El amor romántico
Romeo y Julieta trata de un romance que se ha convertido, a lo largo de los años, en el ejemplo más emblemático de lo que se conoce como “amor romántico”.
El amor romántico nace de un impulso generado por los fuertes deseos de conectarse con otra persona de manera íntima, por lo que las características de un amor de este tipo se debaten entre un deseo emocional-afectivo y el deseo sexual, preponderando siempre el primero por sobre el segundo. Sin embargo, y aunque el amor entre nuestros protagonistas implica un inmediato compromiso de fidelidad eterna, también se muestra pasional y explosivo. Esto le otorga a la lujuria y la infatuación un rol importante en el nacimiento y el desarrollo de la historia amorosa. Esta trascendencia del aspecto sexual, además, se ve reflejado en los numerosos juegos de palabras con connotaciones sexuales que invaden la obra.
Por otro lado, el amor romántico se caracteriza también por ser eterno (para toda la vida e incluso más allá de la muerte), incondicional y exclusivo, y por implicar un alto grado de renuncia. Así, todo, incluso la propia vida, pasa a un segundo plano frente a la importancia de dicho amor. Este aspecto se ve claramente a lo largo de la obra de Shakespeare.

Consignas
1. Por favor, copia del texto sobre el amor romántico el fragmento que empieza con las palabras que contienen "El amor romántico nace" y termina con "invaden la obra.".
2. Prosigue el texto sobre el amor romántico a partir de su última oración.

Datos recopilados
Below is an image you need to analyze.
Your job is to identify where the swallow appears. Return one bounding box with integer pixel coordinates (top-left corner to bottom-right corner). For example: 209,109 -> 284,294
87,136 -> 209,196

Resultados del ejercicio
1.
El amor romántico nace de un impulso generado por los fuertes deseos de conectarse con otra persona de manera íntima, por lo que las características de un amor de este tipo se debaten entre un deseo emocional-afectivo y el deseo sexual, preponderando siempre el primero por sobre el segundo. Sin embargo, y aunque el amor entre nuestros protagonistas implica un inmediato compromiso de fidelidad eterna, también se muestra pasional y explosivo. Esto le otorga a la lujuria y la infatuación un rol importante en el nacimiento y el desarrollo de la historia amorosa. Esta trascendencia del aspecto sexual, además, se ve reflejado en los numerosos juegos de palabras con connotaciones sexuales que invaden la obra.

2.
Finalmente, el amor entre Romeo y Julieta es también trágico: desde el momento en que se conocen, Romeo y Julieta saben que su mutuo amor tiene, en la rivalidad de sus dos familias, un gran obstáculo. Esta rivalidad, junto a otros elementos fortuitos y externos, pondrá a prueba un amor que no sufrirá, a pesar de todo, ninguna modificación. Y ese carácter incondicional, leal e inclaudicable de su amor será el que lleve a los protagonistas al trágico final.
La armonía del universo
La armonía necesaria del universo es parte esencial de la cosmovisión isabelina. La concepción isabelina del universo implicaba un orden cósmico establecido, jerárquicamente organizado y pretendidamente armónico. Pensadas como una suerte de pirámide, cada cosa en el mundo tenía su lugar más cercano a la cima o la base: en la cima se encontraba Dios, como el gran creador, y en el último peldaño, las cosas inanimadas. En el centro, en una posición privilegiada pero también peligrosa, estaban las personas. Mientras se respetara la jerarquía intrínseca de las cosas, el orden del universo estaba asegurado, pero un desorden en una parte de la pirámide podía poner en peligro todo el resto.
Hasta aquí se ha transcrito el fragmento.